### Record excerpts
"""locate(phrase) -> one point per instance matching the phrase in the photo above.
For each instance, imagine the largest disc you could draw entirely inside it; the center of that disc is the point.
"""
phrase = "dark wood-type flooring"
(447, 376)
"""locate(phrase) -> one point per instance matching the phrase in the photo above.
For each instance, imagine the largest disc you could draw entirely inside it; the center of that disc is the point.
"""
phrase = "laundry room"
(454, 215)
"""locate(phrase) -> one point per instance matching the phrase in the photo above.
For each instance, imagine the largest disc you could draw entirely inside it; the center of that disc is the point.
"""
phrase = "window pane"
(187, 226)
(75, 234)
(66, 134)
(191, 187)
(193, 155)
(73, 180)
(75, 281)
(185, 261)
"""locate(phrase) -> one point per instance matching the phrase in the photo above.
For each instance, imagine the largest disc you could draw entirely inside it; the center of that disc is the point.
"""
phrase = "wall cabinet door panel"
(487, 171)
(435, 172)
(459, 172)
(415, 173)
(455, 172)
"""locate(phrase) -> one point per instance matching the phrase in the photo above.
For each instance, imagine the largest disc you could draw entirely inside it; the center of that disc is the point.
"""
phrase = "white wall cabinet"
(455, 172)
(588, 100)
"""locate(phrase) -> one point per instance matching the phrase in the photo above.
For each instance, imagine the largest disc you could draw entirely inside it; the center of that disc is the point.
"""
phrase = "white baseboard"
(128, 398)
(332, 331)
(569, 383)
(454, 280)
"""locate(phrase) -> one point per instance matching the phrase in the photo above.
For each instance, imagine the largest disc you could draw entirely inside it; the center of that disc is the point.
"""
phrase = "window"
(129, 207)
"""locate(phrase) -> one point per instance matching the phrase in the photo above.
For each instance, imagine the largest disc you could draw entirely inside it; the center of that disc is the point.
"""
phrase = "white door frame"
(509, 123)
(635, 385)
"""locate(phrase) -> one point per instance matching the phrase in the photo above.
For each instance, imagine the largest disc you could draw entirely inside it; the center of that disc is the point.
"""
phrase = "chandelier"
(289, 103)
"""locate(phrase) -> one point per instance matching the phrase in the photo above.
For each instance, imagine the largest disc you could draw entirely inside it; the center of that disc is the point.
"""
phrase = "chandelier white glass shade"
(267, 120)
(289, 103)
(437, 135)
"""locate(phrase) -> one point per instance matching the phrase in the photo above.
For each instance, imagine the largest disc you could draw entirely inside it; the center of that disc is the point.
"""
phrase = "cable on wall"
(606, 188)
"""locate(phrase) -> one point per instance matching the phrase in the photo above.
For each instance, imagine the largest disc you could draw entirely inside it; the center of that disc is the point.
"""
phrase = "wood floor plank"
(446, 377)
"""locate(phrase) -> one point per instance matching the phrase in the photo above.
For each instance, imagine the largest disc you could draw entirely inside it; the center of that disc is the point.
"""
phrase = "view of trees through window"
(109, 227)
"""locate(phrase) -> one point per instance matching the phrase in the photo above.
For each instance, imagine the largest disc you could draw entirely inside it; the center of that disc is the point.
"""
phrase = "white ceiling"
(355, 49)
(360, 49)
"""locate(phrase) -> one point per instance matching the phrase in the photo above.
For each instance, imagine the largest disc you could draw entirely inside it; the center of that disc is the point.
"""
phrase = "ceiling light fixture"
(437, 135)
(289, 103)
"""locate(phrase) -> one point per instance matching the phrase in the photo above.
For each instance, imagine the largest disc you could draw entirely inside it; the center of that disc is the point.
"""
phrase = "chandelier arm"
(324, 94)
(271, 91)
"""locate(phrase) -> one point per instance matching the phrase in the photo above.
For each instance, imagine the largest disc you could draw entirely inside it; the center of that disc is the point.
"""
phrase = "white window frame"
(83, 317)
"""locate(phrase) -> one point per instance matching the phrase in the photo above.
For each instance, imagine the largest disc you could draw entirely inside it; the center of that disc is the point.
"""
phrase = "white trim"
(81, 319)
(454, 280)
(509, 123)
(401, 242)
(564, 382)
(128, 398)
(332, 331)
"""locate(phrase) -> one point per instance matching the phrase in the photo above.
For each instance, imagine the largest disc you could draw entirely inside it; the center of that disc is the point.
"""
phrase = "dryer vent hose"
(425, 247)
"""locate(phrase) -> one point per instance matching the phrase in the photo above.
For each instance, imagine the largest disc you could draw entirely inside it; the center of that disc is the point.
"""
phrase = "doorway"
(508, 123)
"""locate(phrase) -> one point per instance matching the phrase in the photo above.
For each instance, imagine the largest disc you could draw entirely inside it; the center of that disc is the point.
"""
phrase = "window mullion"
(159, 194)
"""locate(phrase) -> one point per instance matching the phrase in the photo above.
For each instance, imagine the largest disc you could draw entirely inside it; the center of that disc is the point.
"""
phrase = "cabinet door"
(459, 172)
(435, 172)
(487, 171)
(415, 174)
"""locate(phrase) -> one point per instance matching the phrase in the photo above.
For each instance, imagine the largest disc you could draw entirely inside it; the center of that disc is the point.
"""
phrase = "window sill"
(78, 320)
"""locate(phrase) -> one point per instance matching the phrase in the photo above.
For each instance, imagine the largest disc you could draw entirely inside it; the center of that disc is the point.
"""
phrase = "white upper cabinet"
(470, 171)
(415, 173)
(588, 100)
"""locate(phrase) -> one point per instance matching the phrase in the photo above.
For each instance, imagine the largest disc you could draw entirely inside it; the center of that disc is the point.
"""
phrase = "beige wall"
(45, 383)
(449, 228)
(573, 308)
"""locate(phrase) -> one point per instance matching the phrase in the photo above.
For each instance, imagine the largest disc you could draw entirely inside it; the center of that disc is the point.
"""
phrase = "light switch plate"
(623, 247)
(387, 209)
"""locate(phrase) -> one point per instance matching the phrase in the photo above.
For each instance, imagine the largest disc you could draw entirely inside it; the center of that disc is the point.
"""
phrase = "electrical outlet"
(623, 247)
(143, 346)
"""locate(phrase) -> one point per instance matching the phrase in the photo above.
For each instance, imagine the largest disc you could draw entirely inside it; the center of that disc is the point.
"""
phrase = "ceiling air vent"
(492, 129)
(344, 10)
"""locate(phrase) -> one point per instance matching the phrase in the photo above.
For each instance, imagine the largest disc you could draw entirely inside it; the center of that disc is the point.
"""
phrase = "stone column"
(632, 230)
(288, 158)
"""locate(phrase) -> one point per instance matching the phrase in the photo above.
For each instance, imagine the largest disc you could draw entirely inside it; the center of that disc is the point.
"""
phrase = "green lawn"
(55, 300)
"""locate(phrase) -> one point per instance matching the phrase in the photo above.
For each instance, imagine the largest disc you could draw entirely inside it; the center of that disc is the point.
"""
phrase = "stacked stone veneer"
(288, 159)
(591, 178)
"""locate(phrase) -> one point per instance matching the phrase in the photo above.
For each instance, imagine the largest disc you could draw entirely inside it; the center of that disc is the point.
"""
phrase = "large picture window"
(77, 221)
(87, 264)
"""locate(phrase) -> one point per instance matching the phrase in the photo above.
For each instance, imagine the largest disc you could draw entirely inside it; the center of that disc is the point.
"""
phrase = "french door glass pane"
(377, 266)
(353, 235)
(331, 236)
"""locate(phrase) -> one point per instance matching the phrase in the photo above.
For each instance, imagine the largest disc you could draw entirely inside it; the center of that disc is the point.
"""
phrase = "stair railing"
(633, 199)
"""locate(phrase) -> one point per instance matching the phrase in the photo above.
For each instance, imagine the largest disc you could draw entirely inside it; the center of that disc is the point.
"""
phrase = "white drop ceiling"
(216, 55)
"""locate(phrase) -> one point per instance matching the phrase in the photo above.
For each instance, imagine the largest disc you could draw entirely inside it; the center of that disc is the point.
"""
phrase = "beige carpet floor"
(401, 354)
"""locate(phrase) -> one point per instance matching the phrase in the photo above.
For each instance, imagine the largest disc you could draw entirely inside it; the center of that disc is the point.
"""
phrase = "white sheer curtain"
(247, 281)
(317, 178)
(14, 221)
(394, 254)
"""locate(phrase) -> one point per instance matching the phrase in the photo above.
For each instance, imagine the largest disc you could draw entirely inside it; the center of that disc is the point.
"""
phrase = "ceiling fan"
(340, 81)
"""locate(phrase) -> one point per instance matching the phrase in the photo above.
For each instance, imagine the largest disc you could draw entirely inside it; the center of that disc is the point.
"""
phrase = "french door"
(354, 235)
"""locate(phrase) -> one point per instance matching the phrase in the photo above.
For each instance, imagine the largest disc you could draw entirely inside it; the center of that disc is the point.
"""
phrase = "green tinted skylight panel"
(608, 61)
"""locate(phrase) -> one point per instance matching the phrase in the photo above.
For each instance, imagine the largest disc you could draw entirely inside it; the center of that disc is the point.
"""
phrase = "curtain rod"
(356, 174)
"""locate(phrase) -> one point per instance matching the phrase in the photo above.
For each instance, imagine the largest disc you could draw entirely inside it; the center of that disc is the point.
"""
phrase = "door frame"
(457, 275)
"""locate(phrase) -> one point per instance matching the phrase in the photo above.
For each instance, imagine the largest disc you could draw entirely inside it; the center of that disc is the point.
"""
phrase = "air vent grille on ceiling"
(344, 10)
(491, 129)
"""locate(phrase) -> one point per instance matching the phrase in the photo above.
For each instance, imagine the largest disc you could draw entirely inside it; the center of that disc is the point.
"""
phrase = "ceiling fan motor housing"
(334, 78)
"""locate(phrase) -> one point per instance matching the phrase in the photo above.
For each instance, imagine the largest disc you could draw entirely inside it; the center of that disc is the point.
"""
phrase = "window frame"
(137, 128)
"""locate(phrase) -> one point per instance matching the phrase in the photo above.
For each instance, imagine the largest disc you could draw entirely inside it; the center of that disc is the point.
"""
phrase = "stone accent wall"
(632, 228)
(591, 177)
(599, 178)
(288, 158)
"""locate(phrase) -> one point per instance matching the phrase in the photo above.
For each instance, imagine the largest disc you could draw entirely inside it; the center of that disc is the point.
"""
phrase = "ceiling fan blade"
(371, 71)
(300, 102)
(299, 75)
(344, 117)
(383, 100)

### What you have to do
Which lines in the data above contain the string "frame"? Pick out each one and copy it in full, treating uppercase and lowercase as different.

### Finished answer
phrase = "white door frame"
phrase = "white window frame"
phrase = "door frame"
phrase = "window frame"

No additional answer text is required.